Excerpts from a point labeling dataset
========================
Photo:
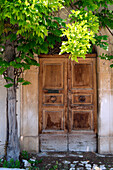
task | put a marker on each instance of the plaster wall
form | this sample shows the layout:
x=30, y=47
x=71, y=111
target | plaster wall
x=105, y=99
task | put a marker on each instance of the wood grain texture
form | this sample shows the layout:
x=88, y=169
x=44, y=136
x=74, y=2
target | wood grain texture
x=68, y=103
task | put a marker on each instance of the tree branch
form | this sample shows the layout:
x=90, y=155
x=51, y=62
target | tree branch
x=109, y=30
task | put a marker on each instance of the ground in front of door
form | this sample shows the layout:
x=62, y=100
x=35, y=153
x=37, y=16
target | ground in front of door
x=74, y=161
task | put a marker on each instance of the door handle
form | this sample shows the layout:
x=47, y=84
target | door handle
x=82, y=99
x=53, y=99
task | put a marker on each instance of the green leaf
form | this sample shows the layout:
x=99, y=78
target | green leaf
x=21, y=80
x=8, y=78
x=26, y=83
x=8, y=85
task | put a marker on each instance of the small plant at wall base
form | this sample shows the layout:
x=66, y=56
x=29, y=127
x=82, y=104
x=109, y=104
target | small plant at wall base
x=28, y=27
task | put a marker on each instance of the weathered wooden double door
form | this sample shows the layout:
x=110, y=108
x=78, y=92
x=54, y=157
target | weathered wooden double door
x=67, y=103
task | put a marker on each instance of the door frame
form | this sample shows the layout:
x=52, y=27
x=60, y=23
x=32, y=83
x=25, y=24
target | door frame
x=66, y=56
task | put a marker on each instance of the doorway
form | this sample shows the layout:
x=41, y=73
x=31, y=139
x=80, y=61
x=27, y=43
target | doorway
x=67, y=103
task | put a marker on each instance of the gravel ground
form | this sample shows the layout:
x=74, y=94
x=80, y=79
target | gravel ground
x=74, y=161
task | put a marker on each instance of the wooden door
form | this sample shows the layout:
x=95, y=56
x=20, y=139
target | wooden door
x=53, y=104
x=67, y=104
x=82, y=105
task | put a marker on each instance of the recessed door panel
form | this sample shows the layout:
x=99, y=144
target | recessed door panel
x=53, y=104
x=67, y=104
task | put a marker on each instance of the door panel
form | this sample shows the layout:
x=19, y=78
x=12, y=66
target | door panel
x=53, y=104
x=82, y=104
x=67, y=104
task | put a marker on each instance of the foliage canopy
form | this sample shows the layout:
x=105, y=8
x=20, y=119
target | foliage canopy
x=31, y=27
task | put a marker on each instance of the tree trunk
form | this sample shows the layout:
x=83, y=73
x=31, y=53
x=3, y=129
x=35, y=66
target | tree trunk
========================
▸ SHORT TASK
Write out the whole listing above line for line, with the pictures left out.

▸ RESPONSE FOR THIS EXERCISE
Photo:
task | put a marker on each instance of the plaster wall
form | this sample shows the layout:
x=30, y=47
x=71, y=111
target | plaster wall
x=105, y=99
task | put a marker on each instance of the wood grain texture
form | this sample shows the layout:
x=88, y=169
x=44, y=136
x=74, y=2
target | wood grain texture
x=68, y=103
task | put a marker on each instance of the tree branch
form | this sample shows the layout:
x=90, y=155
x=51, y=62
target | tree branch
x=109, y=30
task | put a marker on each instance of the ground in front of door
form | this sample shows the layout:
x=62, y=100
x=35, y=153
x=37, y=16
target | ground in front of door
x=74, y=161
task | put a marker on each instance of the door handle
form | this sample shows the layout:
x=47, y=84
target | door handle
x=82, y=99
x=53, y=99
task | put a marker on each instance of the green leaf
form | this sample shows the layout:
x=99, y=78
target | green leaf
x=21, y=80
x=8, y=78
x=26, y=83
x=8, y=85
task | put a marker on each instance of the small plant at wall base
form | this sample shows the layout:
x=66, y=56
x=29, y=127
x=82, y=104
x=109, y=104
target | small plant at wall base
x=28, y=27
task | put a marker on each instance of the weathered wooden double door
form | this sample shows the layout:
x=110, y=108
x=78, y=92
x=54, y=157
target | weathered wooden double door
x=67, y=103
task | put a marker on each instance of the door frame
form | this sample shows the layout:
x=52, y=27
x=60, y=23
x=32, y=83
x=25, y=24
target | door frame
x=66, y=56
task | put a marker on each instance of the doorway
form | this sample shows the layout:
x=41, y=73
x=31, y=139
x=80, y=61
x=27, y=43
target | doorway
x=67, y=103
task | put a marker on each instance of the gravel ground
form | this sample shows the layout:
x=74, y=94
x=80, y=79
target | gravel ground
x=74, y=161
task | put a marker on each instance of the wooden door
form | this sample shows the layout:
x=95, y=56
x=20, y=139
target | wooden door
x=53, y=104
x=67, y=104
x=82, y=105
task | put a marker on each instance of the recessed door panel
form | this sample shows the layout:
x=99, y=144
target | recessed door panel
x=53, y=104
x=67, y=104
task | put a marker on each instance of the door panel
form | this sample shows the layout:
x=19, y=78
x=12, y=66
target | door panel
x=53, y=104
x=82, y=104
x=67, y=104
task | put a marker on each instance of the foliage canopy
form | this sample shows the layout:
x=105, y=8
x=20, y=119
target | foliage canopy
x=31, y=27
task | put a marker on each instance of the tree trunk
form | this sample shows the layout:
x=83, y=73
x=31, y=53
x=3, y=129
x=35, y=66
target | tree trunk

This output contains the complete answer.